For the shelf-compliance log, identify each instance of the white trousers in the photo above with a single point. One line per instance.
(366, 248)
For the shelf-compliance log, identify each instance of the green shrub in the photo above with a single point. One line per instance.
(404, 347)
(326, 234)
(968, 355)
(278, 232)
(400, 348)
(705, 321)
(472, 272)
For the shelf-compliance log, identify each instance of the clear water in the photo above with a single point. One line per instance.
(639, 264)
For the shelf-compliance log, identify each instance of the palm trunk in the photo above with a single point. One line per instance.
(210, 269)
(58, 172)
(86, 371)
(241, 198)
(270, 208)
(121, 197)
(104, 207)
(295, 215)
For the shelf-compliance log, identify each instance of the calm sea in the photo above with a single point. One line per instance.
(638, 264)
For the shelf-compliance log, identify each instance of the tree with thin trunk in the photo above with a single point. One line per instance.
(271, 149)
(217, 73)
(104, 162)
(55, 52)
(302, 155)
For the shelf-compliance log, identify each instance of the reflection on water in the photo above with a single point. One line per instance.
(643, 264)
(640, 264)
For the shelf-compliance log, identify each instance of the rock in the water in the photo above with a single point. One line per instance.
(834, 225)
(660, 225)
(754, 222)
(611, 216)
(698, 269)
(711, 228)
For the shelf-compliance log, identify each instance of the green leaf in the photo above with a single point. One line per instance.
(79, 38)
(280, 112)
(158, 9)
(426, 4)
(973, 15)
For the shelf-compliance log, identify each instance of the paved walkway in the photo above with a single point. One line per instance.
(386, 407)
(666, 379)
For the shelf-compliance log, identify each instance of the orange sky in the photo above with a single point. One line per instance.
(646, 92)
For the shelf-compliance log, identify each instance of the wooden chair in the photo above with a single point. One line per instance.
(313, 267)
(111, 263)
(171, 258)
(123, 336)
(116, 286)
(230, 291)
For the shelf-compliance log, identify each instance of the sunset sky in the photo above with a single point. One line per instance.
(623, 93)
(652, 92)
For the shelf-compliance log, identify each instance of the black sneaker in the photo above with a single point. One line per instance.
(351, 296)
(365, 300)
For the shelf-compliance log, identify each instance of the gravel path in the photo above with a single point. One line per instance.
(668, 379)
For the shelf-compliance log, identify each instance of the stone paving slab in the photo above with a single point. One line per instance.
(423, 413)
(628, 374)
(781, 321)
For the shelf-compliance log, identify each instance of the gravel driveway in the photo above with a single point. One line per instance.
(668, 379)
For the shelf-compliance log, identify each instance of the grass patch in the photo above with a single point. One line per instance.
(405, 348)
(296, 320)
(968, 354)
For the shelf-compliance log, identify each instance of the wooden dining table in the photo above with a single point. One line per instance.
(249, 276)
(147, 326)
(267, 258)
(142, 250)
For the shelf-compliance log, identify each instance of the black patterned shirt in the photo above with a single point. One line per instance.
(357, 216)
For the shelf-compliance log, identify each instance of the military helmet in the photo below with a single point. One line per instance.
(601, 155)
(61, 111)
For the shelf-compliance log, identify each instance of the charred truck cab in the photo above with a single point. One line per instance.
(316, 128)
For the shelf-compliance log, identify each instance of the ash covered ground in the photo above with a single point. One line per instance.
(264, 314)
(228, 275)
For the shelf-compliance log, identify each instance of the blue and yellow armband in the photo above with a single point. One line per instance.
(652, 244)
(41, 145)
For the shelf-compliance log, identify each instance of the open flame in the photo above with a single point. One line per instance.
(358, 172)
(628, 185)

About this exercise
Write out the whole listing again, exactly as it stands.

Response for this exercise
For the shelf-compliance log, identify each instance of the white trousers in the photo above with a single point. One line per instance.
(366, 248)
For the shelf-compliance log, identify each instance of the green shrub in the photo above with a single point. One line per instance.
(404, 347)
(326, 234)
(968, 355)
(278, 232)
(400, 348)
(705, 321)
(472, 272)
For the shelf-compliance log, identify each instance of the clear water in the photo above with a single point. One line per instance.
(639, 264)
For the shelf-compliance log, identify each instance of the palm trunk in the photo above with a single point. One line per instance.
(210, 269)
(58, 172)
(86, 371)
(241, 198)
(270, 208)
(121, 197)
(104, 207)
(295, 215)
For the shelf-compliance log, identify each instance of the calm sea in the photo above with a single point. One line per instance.
(638, 264)
For the shelf-compliance log, identify each instance of the tree with thin trunk in the photo above with a single point. One line per instance.
(271, 149)
(217, 73)
(104, 162)
(55, 52)
(302, 155)
For the shelf-compliance log, identify each instance of the reflection on water in the photo above with a single point. One line per instance.
(643, 264)
(640, 264)
For the shelf-compliance log, identify each instance of the rock in the water in the photo above with a single point. One line per instance.
(834, 225)
(660, 225)
(754, 222)
(611, 216)
(698, 269)
(711, 228)
For the shelf-compliance log, identify each instance of the green leaf in the photo above with a single point. One line per instance.
(79, 38)
(280, 112)
(158, 9)
(426, 4)
(973, 15)
For the shelf-compliance log, identify each instance of the paved walkway in the photo above with a single point. One line per instance.
(386, 407)
(666, 379)
For the shelf-compliance log, identify each instance of the orange sky in the photo above with a single point. One line per instance.
(646, 92)
For the shelf-compliance log, identify each instance of the wooden chair in the photo above with a single point. One line per instance.
(313, 267)
(111, 263)
(171, 258)
(123, 336)
(116, 286)
(230, 291)
For the shelf-compliance log, identify each instance of the sunset sky in the photo above with a single point. One line per instance.
(623, 93)
(652, 92)
For the shelf-compliance log, identify each instance of the black sneaker in the photo above with a single point. One line per instance.
(351, 296)
(365, 300)
For the shelf-compliance log, identify each instance of the gravel path in the photo above with a single point. One line per instance.
(668, 379)
For the shelf-compliance log, identify each instance of the stone paving slab in the photo above with a single point. One line per instance.
(423, 413)
(628, 374)
(781, 321)
For the shelf-compliance log, identify each instance of the gravel driveway in the photo above with a single point. One line per instance.
(668, 379)
For the shelf-compliance log, identify each instance of the grass patch in the photo above with a single point. One line per instance.
(405, 348)
(296, 320)
(968, 354)
For the shelf-compliance log, identify each instance of the wooden dining table in the photo above with a single point. One line per instance.
(249, 276)
(147, 326)
(267, 258)
(142, 250)
For the shelf-compliance log, identify each instance of the black patterned shirt in the photo above with a single point. One line per instance.
(357, 216)
For the shelf-compliance log, identify each instance of the military helmet in the photo below with a single point. One line per instance.
(601, 155)
(61, 111)
For the shelf-compliance log, identify each instance of the charred truck cab in the photo above with a single point. One line per instance.
(316, 128)
For the shelf-compliance log, identify each instance of the ash covered ground in the photo above with a single point. One line per instance.
(264, 314)
(228, 275)
For the shelf-compliance log, identify each instance of the blue and yellow armband in the photo above with a single point. One line per instance.
(652, 244)
(41, 145)
For the shelf-compliance log, identify each instance of the open flame in the photo above with a single point. One line per instance.
(358, 172)
(628, 185)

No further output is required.